***** Textauszug
Doch dann patze die deutsche Abwehr in mehreren Testspielen und offenbarte eklatante Schwächen. Gleichzeitig stieg die Nowotnys Formkurve deutlich an. So wurde der Abwehrspieler des Bundesligisten Bayer Leverkusen für viele Experten überraschend im April zum Fitnesstest der Nationalspieler eingeladen. Jetzt steht fest, dass die beiden jungen Abwehrspieler Lukas Sinkiewicz vom Absteiger 1. FC Köln und der Mainzer Manuel Friedrich gegenüber dem Routinier das Nachsehen hatten. Die Abwehr ist der schwächste Punkt im deutschen Spiel. Nur wenn sie sich stark verbessert, kann Deutschland die Vorrunde überstehen und ihr angestrebtes Ziel - Weltmeister werden - erreichen.

"Wir wollen Weltmeister werden"

Bastian Schweinsteiger hat sich zur festen Größe in der Nationalelf entwickelt. (Quelle: Stefan Michalowsky Wikipedia)

Im Mittelfeld gehört der Stuttgarter Thomas Hitzlsperger trotz einer schwachen Saison beim VfB Stuttgart zum 23-köpfigen Kader. Klinsmann traut ihm offenbar mehr zu als Fabian Ernst vom FC Schalke 04 und Patrick Owomoyela vom SV Werder Bremen, die beide etwas überraschend kein WM-Ticket lösen konnten. Wichtigster Spieler im Mittelfeld ist natürlich Michael Ballack.

Als Deutschland-Fan kann man nur hoffen, dass er noch einmal ein so gutes Turnier spielt wie vor vier Jahren. Damals war Ballack neben Torwart Kahn der beste Mann auf dem Platz und ermöglichte seinem Team den Final-Einzug. Doch ausgerechnet dort war der Spielmacher nach seiner gelben Karte im Halbfinale gesperrt - und Deutschland war gegen Brasilien chancenlos. Von der Form und vom Willen Ballacks wird auch bei dieser WM sehr viel abhängen.
**********
*Zu bearbeiten*
1/ Gegen welche Mannschaft war Deutschland laut dem Text über den deutschen WM-Kader im Finale vor vier Jahren chancenlos?
2/ Schreiben Sie aus dem Text über den deutschen WM-Kader den Teil ab, der mit den Worten beginnt, die „Im Mittelfeld gehört“ enthalten, und mit „natürlich Michael Ballack.“ endet.
Die Einträge spielen hierbei keine Rolle.
***** Gegebene Daten
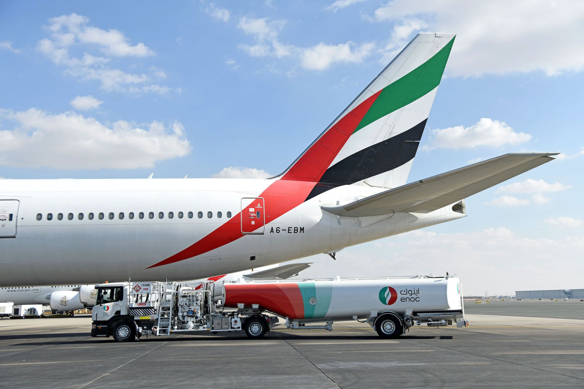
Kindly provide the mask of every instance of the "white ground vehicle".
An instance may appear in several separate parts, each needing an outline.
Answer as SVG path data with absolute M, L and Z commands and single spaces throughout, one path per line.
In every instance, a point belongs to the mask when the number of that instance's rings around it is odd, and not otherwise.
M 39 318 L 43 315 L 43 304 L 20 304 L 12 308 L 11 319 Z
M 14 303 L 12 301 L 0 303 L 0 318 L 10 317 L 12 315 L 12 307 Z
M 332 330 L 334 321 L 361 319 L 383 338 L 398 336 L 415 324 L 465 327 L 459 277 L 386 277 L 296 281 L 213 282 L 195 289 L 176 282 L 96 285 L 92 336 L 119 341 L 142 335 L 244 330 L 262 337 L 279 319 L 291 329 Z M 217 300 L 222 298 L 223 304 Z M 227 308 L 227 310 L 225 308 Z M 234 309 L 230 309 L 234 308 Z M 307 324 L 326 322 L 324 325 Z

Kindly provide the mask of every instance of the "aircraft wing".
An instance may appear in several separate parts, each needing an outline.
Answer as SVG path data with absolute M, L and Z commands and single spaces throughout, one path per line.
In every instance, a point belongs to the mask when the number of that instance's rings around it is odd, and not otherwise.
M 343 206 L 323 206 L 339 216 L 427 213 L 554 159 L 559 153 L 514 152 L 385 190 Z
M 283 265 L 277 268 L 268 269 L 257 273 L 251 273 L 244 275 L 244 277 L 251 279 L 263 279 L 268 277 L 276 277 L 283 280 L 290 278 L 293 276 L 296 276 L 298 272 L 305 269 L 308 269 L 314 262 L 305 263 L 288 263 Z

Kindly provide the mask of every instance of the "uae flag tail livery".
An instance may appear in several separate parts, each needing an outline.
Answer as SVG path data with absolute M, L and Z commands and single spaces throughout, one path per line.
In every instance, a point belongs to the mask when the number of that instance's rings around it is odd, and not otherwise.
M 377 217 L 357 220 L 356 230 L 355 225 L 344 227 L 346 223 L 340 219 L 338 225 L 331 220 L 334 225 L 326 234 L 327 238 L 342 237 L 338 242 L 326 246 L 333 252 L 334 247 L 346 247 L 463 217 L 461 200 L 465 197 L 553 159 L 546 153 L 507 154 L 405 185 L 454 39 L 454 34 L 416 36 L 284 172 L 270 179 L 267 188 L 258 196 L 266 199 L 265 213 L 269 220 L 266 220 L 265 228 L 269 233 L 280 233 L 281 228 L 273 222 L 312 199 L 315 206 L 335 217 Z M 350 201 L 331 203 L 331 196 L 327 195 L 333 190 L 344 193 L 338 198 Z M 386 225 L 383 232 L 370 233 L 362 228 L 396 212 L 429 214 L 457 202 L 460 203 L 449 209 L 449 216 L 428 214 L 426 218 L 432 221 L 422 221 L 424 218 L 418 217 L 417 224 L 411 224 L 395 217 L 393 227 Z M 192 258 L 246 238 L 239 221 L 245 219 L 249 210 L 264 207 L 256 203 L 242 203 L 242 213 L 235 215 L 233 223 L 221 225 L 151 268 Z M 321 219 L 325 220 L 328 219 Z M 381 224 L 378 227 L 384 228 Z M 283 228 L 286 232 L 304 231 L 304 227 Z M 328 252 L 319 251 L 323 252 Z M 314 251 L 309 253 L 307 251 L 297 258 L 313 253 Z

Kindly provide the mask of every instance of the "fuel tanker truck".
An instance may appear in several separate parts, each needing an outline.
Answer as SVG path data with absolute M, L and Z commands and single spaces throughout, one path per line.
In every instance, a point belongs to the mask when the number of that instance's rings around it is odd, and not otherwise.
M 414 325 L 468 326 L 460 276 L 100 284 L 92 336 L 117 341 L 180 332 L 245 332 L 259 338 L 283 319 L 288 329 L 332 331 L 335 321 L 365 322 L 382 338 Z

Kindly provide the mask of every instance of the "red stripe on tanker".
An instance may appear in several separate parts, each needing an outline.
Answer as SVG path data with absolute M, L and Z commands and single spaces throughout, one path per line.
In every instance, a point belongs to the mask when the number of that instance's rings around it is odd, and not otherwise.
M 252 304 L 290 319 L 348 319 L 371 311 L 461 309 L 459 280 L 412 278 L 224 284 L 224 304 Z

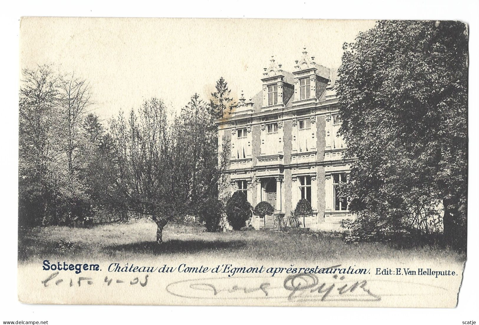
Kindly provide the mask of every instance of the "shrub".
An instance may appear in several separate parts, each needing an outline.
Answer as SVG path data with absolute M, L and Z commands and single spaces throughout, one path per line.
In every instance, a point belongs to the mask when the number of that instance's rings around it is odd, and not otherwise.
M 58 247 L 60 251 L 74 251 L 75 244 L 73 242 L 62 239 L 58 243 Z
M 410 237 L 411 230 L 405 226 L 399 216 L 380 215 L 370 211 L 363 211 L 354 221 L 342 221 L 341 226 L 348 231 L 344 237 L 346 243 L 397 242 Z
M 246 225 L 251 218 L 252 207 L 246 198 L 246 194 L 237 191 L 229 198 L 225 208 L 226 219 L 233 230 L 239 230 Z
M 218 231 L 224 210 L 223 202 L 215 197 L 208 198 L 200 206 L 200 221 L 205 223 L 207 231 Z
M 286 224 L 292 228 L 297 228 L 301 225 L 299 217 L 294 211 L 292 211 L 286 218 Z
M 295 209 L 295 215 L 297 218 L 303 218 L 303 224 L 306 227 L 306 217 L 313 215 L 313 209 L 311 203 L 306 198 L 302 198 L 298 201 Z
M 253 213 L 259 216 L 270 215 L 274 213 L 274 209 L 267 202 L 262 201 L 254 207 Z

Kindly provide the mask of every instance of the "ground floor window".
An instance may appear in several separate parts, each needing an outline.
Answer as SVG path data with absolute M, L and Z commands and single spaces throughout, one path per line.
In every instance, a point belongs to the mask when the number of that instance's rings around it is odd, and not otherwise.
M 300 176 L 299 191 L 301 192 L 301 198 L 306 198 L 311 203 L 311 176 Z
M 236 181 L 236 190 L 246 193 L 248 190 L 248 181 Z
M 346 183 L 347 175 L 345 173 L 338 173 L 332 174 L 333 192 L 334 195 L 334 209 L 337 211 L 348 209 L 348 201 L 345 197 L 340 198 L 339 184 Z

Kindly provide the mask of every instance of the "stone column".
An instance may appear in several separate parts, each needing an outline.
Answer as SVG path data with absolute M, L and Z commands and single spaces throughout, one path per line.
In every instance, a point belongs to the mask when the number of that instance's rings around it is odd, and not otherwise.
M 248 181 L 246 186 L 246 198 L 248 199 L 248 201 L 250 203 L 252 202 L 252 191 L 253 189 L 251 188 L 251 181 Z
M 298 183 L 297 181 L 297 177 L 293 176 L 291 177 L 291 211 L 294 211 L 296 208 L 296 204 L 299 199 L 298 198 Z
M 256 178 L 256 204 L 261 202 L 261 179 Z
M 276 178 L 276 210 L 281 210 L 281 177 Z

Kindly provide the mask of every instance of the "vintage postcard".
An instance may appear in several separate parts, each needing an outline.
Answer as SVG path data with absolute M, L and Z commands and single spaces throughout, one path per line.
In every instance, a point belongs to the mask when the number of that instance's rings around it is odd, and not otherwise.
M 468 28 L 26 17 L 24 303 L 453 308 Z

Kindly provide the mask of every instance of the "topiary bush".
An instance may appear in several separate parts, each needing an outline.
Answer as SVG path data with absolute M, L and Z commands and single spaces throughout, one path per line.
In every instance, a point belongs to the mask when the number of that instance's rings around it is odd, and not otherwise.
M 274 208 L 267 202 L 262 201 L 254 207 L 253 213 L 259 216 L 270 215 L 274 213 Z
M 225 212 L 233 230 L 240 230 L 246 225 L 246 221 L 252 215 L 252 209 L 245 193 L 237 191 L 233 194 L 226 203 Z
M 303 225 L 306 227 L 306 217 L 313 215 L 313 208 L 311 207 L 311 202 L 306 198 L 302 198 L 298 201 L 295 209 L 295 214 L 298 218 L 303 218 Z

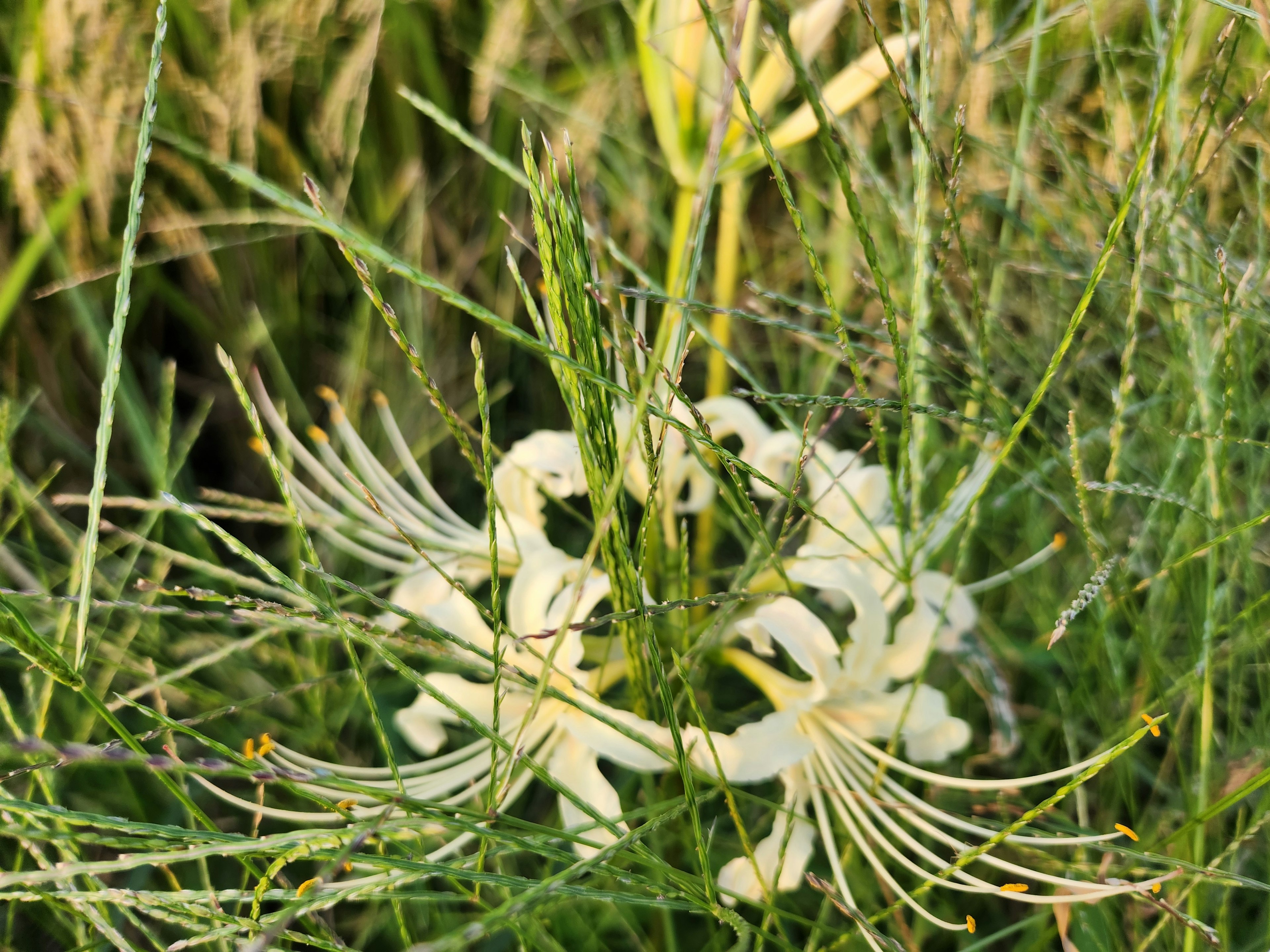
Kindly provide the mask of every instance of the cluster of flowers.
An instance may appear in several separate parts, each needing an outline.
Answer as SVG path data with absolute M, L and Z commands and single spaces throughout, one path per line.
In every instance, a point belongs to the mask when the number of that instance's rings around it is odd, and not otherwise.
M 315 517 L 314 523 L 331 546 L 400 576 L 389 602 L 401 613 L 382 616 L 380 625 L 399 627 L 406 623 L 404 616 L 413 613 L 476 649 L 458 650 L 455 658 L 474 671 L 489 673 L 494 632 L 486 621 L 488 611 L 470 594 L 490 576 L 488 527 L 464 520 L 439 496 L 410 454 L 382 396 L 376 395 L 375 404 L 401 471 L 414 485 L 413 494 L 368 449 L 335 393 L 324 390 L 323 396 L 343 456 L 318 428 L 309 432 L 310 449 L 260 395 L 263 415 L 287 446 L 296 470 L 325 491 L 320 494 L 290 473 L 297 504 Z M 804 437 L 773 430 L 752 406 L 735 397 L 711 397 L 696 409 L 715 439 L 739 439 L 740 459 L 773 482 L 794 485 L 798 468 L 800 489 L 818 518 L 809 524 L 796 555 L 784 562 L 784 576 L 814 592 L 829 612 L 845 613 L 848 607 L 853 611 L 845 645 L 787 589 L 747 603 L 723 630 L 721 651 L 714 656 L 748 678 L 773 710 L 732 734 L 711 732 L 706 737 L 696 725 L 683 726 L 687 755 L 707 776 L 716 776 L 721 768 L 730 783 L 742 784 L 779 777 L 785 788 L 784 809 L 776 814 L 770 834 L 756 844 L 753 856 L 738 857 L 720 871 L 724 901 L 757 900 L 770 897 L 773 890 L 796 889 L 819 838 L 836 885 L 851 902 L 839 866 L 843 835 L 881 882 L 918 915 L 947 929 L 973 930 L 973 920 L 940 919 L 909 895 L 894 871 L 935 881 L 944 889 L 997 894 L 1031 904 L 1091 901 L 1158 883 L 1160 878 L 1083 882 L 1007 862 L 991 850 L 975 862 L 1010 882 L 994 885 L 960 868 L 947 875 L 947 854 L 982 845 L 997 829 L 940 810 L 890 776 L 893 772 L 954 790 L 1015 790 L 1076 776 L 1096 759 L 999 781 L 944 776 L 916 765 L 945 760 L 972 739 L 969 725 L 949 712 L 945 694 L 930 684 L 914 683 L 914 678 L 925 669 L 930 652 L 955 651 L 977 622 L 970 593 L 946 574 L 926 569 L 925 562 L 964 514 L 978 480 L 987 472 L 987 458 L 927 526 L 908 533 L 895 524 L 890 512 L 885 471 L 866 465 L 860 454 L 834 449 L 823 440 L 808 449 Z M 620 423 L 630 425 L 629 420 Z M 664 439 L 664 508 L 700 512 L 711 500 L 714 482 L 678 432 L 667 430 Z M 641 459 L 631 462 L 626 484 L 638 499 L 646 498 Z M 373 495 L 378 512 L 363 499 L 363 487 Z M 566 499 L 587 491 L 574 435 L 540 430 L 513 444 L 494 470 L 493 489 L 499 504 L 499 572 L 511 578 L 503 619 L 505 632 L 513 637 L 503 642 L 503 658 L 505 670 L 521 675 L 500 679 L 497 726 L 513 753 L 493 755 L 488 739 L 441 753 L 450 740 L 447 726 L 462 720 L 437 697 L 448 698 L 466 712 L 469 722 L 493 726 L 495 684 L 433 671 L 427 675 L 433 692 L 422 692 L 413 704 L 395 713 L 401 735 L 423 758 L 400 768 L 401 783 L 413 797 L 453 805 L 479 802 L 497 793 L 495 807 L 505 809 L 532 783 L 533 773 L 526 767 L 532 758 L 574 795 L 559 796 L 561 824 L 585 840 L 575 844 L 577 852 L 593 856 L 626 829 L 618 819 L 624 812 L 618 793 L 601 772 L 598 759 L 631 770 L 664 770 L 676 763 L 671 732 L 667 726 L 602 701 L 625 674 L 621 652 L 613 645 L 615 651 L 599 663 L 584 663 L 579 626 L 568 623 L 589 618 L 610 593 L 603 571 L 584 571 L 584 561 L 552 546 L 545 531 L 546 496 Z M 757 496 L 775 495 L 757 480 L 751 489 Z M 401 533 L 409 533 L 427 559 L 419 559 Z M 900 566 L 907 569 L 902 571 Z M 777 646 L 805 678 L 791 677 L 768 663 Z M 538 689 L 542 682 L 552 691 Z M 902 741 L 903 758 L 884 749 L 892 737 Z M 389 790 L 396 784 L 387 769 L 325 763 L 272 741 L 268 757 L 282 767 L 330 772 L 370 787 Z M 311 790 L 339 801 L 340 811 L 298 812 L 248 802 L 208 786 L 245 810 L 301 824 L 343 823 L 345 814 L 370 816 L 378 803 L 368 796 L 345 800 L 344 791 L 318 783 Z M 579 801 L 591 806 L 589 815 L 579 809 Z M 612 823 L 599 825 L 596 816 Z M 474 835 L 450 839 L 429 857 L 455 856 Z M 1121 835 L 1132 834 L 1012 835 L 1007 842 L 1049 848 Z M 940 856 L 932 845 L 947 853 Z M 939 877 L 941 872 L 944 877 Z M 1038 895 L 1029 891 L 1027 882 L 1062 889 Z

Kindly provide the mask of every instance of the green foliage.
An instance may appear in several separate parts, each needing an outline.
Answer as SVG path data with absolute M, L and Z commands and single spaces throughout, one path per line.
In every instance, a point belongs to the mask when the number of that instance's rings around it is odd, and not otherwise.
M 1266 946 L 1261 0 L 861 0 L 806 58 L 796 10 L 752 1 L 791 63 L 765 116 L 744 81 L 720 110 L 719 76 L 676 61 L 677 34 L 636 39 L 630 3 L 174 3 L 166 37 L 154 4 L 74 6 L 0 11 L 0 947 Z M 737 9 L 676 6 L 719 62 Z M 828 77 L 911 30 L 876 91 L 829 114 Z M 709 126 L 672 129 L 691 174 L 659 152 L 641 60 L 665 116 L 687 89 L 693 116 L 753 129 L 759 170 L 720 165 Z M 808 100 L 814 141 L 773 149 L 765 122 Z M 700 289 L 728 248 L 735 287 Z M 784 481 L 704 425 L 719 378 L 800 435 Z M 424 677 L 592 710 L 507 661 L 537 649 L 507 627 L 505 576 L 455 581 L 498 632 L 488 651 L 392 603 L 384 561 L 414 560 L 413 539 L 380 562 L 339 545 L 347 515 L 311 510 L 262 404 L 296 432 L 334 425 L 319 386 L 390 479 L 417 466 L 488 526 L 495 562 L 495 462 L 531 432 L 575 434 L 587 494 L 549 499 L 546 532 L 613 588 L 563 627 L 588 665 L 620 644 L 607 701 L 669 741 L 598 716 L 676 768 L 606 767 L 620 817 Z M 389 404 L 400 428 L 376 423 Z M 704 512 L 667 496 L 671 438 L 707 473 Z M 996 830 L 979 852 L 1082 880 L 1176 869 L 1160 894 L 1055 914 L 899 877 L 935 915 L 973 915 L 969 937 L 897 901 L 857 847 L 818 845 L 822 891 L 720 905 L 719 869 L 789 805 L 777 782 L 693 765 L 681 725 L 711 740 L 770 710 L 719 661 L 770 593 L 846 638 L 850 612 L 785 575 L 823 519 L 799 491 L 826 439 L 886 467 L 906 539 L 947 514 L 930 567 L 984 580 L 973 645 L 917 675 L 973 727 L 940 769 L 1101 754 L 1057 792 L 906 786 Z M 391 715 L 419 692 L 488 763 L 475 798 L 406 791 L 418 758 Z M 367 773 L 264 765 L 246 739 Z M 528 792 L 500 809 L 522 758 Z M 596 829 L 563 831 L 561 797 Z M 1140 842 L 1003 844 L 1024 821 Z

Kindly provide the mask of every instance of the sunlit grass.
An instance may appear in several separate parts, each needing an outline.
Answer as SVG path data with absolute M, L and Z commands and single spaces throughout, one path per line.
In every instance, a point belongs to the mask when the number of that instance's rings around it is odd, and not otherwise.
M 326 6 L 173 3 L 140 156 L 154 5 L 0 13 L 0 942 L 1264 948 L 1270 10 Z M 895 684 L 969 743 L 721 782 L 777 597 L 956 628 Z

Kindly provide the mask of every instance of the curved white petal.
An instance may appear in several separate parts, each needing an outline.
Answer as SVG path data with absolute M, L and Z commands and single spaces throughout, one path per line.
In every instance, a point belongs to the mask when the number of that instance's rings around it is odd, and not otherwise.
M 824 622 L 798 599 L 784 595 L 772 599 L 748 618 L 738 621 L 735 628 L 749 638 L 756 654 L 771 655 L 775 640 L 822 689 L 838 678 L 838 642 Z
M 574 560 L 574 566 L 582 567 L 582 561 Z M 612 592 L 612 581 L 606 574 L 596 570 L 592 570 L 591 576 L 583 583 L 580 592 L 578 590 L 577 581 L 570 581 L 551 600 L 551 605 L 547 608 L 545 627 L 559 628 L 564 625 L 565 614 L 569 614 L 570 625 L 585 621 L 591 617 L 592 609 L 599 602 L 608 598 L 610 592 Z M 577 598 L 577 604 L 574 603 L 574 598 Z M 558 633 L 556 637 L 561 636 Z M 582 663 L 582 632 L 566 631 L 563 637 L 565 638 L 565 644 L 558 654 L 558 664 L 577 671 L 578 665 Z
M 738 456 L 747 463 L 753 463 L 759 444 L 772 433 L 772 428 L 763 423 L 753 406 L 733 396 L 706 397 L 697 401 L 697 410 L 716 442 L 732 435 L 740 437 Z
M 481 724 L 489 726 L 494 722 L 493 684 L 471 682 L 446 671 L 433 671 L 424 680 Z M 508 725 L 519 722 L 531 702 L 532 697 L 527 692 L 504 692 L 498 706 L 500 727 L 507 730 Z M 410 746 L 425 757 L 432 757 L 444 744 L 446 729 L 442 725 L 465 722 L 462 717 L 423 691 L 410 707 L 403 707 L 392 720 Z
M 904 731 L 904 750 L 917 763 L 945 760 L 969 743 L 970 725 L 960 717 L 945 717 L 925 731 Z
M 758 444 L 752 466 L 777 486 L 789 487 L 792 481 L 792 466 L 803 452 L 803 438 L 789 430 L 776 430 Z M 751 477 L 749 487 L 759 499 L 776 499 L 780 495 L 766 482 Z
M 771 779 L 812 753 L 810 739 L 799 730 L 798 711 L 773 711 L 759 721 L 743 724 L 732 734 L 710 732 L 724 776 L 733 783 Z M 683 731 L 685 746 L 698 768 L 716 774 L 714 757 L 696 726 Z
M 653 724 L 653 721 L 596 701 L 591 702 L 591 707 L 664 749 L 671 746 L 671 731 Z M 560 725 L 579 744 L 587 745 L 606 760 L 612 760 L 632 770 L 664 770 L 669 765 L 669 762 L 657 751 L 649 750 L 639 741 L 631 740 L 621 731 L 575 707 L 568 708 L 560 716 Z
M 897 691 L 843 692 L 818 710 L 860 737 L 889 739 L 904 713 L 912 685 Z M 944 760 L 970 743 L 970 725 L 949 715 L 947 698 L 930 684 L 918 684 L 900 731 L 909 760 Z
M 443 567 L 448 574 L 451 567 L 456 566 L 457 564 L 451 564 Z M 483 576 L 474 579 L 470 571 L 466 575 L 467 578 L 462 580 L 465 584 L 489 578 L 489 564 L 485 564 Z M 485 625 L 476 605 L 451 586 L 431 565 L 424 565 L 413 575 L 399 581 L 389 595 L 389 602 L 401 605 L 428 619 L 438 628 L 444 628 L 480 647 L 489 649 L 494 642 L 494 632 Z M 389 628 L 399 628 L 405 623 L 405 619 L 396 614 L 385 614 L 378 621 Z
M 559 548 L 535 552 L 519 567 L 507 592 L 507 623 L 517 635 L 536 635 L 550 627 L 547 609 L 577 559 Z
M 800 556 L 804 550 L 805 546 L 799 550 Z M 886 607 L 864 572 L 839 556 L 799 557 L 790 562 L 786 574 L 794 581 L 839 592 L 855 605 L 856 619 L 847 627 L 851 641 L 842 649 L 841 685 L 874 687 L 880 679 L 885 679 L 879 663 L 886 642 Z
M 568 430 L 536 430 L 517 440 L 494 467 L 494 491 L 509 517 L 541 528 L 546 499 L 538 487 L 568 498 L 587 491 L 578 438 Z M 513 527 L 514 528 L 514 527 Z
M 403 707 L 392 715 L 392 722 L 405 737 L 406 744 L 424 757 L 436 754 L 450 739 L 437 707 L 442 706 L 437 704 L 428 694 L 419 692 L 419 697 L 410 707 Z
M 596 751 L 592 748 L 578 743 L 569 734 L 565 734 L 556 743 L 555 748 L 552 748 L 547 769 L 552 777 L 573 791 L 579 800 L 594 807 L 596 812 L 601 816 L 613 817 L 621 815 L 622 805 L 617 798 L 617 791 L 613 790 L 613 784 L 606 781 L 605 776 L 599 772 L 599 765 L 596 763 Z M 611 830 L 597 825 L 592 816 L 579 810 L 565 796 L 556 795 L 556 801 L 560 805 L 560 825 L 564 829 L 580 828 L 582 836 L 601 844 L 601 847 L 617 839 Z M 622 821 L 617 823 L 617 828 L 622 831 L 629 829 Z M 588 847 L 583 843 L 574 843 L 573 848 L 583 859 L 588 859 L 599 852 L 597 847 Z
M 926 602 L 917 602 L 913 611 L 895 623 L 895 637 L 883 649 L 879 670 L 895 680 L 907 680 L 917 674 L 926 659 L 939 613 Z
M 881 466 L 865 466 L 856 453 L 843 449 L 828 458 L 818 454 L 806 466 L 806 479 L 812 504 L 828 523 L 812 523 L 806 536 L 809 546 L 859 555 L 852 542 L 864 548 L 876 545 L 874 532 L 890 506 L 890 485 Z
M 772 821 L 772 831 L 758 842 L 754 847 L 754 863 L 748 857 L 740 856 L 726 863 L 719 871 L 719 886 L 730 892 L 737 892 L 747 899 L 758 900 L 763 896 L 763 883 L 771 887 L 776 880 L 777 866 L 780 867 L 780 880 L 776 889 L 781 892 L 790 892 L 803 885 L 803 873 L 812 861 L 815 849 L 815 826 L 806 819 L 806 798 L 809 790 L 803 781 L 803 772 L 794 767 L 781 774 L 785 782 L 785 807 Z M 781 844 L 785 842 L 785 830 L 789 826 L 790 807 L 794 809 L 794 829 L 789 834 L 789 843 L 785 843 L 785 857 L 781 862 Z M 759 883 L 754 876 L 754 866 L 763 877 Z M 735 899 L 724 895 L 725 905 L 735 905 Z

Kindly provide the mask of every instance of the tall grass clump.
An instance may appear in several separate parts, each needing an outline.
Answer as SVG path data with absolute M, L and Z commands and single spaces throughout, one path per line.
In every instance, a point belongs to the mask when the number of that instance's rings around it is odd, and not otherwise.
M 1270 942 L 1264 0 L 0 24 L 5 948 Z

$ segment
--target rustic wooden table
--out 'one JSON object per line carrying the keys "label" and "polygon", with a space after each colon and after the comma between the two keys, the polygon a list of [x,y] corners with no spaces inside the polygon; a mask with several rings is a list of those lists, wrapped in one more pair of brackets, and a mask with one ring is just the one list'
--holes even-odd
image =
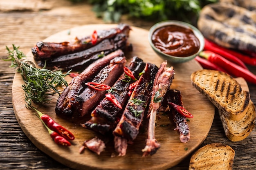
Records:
**********
*Ergebnisse je Aufgabe*
1/ Gegen Brasilien.

2/
Im Mittelfeld gehört der Stuttgarter Thomas Hitzlsperger trotz einer schwachen Saison beim VfB Stuttgart zum 23-köpfigen Kader. Klinsmann traut ihm offenbar mehr zu als Fabian Ernst vom FC Schalke 04 und Patrick Owomoyela vom SV Werder Bremen, die beide etwas überraschend kein WM-Ticket lösen konnten. Wichtigster Spieler im Mittelfeld ist natürlich Michael Ballack.